(Objective)
Copy out every line in the items below that contains the string "wheel". Matching is case-sensitive.

(Dataset extract)
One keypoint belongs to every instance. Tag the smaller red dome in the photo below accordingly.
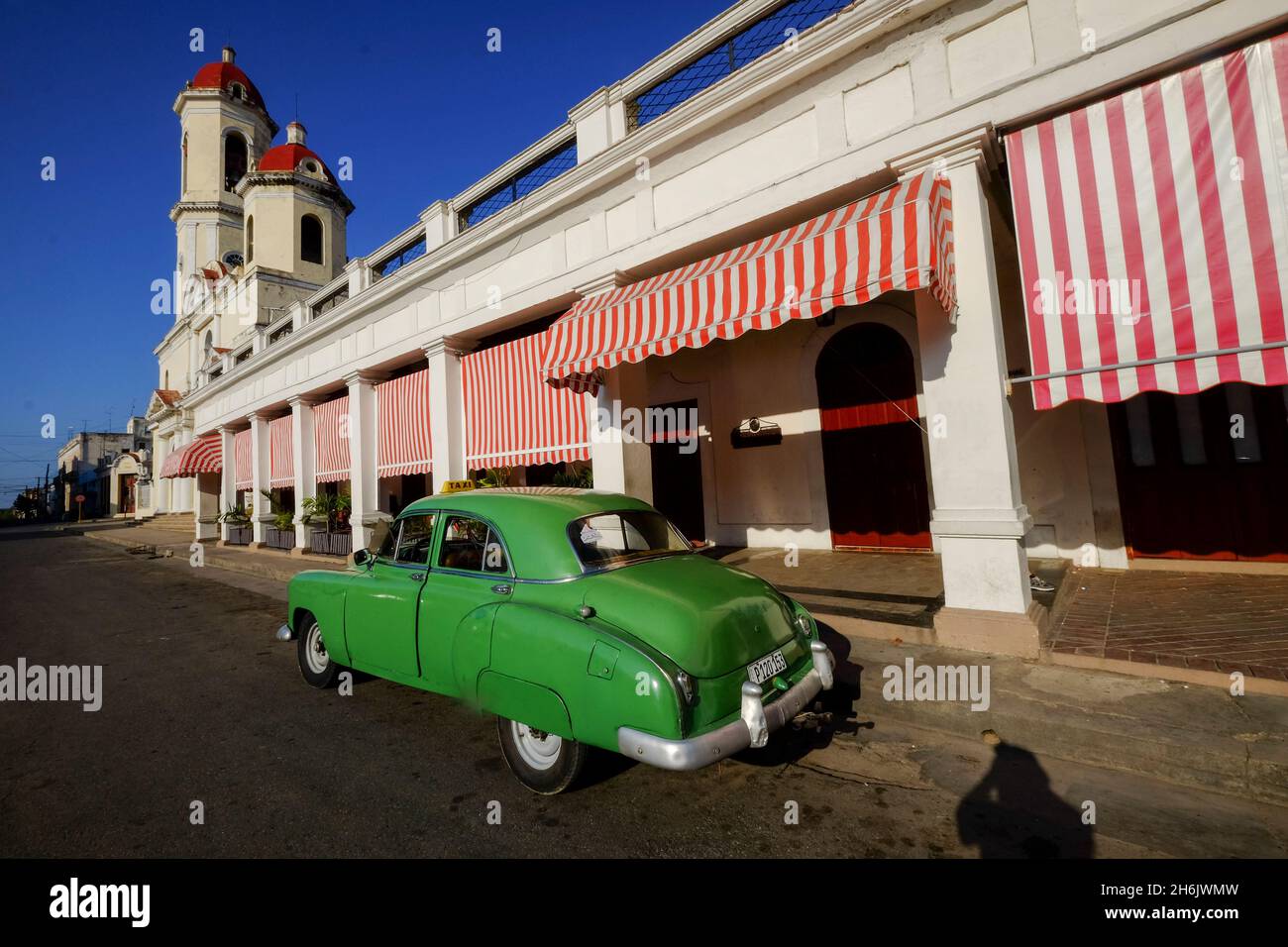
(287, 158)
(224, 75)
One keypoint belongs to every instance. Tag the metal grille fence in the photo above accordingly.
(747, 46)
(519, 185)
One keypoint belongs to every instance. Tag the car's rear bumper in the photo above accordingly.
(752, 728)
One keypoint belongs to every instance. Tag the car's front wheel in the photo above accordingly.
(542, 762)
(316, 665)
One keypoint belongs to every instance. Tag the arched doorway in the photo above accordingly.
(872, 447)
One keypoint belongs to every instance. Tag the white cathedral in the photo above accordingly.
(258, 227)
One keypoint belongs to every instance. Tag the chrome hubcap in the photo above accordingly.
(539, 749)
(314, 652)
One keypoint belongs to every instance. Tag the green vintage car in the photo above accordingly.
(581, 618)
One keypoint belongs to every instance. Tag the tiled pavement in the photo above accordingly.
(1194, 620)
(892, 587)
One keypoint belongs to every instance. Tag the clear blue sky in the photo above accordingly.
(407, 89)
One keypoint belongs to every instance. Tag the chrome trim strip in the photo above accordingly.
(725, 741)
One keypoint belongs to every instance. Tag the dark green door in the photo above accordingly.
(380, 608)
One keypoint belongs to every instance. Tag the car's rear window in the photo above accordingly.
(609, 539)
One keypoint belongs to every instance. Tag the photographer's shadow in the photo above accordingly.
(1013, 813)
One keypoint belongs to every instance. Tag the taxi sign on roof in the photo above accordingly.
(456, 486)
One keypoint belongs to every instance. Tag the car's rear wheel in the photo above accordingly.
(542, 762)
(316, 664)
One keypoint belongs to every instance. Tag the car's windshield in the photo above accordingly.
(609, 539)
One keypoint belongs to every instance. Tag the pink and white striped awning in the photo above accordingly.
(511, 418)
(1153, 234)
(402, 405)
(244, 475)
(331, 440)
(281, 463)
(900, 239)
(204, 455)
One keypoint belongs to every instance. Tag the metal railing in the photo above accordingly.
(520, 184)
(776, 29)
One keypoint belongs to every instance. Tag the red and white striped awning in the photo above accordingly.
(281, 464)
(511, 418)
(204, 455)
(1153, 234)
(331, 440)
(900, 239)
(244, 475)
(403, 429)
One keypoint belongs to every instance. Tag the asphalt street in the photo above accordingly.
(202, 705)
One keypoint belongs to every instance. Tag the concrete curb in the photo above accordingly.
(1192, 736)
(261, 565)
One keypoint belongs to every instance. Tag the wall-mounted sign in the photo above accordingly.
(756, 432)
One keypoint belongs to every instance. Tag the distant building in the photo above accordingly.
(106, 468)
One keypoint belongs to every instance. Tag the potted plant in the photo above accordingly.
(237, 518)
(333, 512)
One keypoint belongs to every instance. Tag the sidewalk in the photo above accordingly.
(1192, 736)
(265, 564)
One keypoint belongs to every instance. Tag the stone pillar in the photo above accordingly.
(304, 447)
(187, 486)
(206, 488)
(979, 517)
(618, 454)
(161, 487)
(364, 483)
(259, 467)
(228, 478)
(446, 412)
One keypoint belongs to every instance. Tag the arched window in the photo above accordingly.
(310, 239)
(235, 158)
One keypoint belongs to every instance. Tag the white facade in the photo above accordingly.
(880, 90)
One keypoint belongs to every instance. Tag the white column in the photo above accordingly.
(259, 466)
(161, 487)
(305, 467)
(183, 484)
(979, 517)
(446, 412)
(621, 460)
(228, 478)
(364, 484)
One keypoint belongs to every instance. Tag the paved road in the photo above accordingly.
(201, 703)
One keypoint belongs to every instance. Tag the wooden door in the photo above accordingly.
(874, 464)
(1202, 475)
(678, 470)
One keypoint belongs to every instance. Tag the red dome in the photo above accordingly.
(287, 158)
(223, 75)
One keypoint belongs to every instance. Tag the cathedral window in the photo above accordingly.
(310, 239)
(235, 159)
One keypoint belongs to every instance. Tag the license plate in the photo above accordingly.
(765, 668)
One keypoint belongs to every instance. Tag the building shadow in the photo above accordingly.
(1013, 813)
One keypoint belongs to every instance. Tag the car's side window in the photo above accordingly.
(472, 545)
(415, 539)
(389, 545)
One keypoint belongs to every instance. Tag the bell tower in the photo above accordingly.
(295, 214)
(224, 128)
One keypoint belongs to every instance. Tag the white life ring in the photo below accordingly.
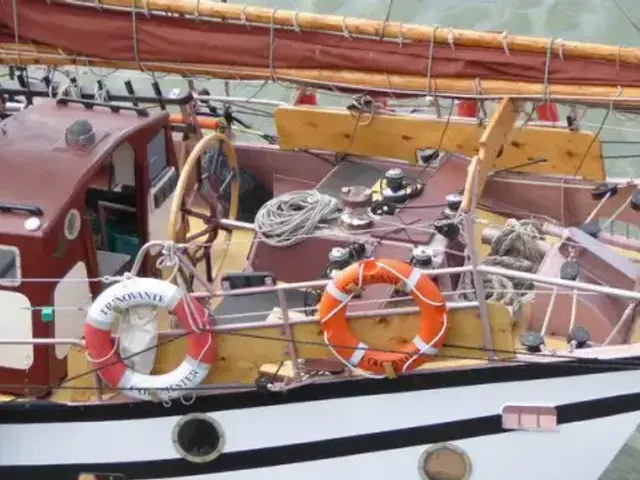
* * *
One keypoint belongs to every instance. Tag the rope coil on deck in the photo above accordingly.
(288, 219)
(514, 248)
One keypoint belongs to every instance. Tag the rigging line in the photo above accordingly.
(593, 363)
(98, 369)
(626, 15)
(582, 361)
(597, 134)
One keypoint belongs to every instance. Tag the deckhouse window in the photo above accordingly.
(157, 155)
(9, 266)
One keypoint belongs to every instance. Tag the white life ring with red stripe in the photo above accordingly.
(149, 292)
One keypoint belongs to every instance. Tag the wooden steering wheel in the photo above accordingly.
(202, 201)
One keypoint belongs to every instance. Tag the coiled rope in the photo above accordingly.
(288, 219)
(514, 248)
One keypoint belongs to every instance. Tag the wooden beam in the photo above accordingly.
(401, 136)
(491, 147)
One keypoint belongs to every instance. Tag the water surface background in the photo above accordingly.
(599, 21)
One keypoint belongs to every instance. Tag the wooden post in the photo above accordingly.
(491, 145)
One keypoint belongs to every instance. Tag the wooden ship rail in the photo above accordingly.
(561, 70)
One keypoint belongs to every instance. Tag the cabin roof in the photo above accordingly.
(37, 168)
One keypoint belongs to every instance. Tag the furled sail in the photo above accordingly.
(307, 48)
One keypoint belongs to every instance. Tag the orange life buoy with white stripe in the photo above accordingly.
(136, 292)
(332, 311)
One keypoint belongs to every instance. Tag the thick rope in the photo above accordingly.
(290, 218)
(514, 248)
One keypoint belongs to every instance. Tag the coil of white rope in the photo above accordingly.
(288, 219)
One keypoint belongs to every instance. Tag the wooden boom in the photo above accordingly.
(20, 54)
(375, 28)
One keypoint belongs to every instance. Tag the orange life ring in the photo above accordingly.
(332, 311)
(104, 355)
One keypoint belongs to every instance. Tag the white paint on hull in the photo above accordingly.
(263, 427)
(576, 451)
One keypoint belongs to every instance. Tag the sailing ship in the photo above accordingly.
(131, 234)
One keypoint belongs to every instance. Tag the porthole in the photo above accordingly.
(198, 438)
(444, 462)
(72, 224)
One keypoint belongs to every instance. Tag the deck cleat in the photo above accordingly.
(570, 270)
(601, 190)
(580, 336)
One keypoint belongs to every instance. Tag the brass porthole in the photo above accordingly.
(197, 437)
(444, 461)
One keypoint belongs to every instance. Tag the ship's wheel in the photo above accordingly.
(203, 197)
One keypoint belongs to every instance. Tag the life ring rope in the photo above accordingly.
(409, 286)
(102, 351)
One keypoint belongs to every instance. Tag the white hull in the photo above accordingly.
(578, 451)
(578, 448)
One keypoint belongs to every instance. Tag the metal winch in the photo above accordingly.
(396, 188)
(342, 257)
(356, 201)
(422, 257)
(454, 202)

(Task response)
One keypoint belongs to every instance. Tag the car's front wheel in the photo above accordingly.
One keypoint belongs to every instance. Tag the car's rear wheel in the photo above accordingly.
One keypoint belongs to every instance. Tag the wooden steering wheel in the photo above accordingly.
One keypoint belongs to every instance. Tag the ship's wheel in the photo above accordingly.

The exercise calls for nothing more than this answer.